PROVIDED PASSAGE:
>>>

I am trying to parse a page from https://pinvoke.net using Windows PowerShell. Normally when I have an XML string, I can convert it to a more easily workable object by by casting the string to the [xml]
type. However, when I try to parse the following page, I get an error. It doesn't like the src
attribute on line 14:
$page = ( Invoke-WebRequest https://www.pinvoke.net/default.aspx/advapi32/CreateProcessAsUser.html ).Content
$xmlPage = [xml]$page # throws an error
The error (truncated since the message looks like it includes the full page content):
Cannot convert value "XML STRING HERE" to type "System.Xml.XmlDocument".
Error: "'src' is an unexpected token. The expected token is '='. Line 14, position 15."
The line in question looks like this:
<script async src = "https://www.googletagmanager.com/gtag/js?id=UA-115015704-1" ></script>
If I copy the XML to a file and either remove the line or remove async
, then read the file and attempt to convert it again it gets further but I keep getting met with additional XML errors (there are two total async
attributes I removed before I gave up due to additional parsing errors).
Why does the casting conversion with [xml]
fail?
Edit:
Looks like ConvertTo-Xml
converts the .NET object into an XML string. It's represented under the XmlDocument
type but the most I can extract out of it is the same string. I've re-titled the question accordingly and removed the statements that ConvertTo-Xml
was working correctly for me.

<<<

[Coordinate labeling data]
>>>

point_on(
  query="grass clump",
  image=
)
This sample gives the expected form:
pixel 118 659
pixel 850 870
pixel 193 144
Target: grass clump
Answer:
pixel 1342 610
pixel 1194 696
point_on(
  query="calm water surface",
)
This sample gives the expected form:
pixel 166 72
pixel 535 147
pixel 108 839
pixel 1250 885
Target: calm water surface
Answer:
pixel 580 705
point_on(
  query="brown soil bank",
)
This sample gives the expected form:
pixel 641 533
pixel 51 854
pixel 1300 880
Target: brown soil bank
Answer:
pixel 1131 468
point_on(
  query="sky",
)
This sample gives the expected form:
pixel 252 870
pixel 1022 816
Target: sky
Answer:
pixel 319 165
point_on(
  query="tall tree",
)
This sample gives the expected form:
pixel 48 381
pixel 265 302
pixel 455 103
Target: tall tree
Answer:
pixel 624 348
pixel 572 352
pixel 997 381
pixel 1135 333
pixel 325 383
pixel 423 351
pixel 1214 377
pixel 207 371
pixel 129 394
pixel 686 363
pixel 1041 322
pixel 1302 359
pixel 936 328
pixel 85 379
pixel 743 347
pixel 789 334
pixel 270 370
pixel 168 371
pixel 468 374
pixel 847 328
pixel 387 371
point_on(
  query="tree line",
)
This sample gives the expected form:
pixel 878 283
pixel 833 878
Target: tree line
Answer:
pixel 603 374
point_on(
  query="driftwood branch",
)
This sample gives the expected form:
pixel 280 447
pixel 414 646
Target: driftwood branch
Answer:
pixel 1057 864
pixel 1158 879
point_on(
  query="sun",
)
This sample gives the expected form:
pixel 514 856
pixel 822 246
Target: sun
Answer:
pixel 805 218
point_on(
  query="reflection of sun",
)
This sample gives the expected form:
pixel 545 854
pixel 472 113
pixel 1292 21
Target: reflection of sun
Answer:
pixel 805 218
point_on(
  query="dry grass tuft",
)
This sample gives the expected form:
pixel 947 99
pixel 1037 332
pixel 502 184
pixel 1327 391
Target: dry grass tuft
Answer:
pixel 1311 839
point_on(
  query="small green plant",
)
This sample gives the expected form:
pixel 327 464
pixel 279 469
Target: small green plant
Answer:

<<<

STATED GOAL 1: In the PowerShell parsing post, why did the poster truncate the error message they quoted?
STATED GOAL 2: From the PowerShell parsing post, extract the passage that begins at the words "The line in" and stops after "correctly for me.".

CORRECT RESULT 1: The poster truncated it because the message appeared to include the full page content.

CORRECT RESULT 2:
The line in question looks like this:
<script async src = "https://www.googletagmanager.com/gtag/js?id=UA-115015704-1" ></script>
If I copy the XML to a file and either remove the line or remove async
, then read the file and attempt to convert it again it gets further but I keep getting met with additional XML errors (there are two total async
attributes I removed before I gave up due to additional parsing errors).
Why does the casting conversion with [xml]
fail?
Edit:
Looks like ConvertTo-Xml
converts the .NET object into an XML string. It's represented under the XmlDocument
type but the most I can extract out of it is the same string. I've re-titled the question accordingly and removed the statements that ConvertTo-Xml
was working correctly for me.